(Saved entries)
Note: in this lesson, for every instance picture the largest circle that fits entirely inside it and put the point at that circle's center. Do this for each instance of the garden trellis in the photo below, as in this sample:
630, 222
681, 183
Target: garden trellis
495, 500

**PROBLEM DETAILS:** Reproduce every one of the lines above without changing anything.

**EXERCISE RESPONSE:**
Note: in this lesson, for every instance picture the largest circle that fits entirely inside it and put the point at that circle's center. Do this for each instance of the garden trellis in the photo below, as in this sample:
630, 222
681, 183
Target: garden trellis
495, 500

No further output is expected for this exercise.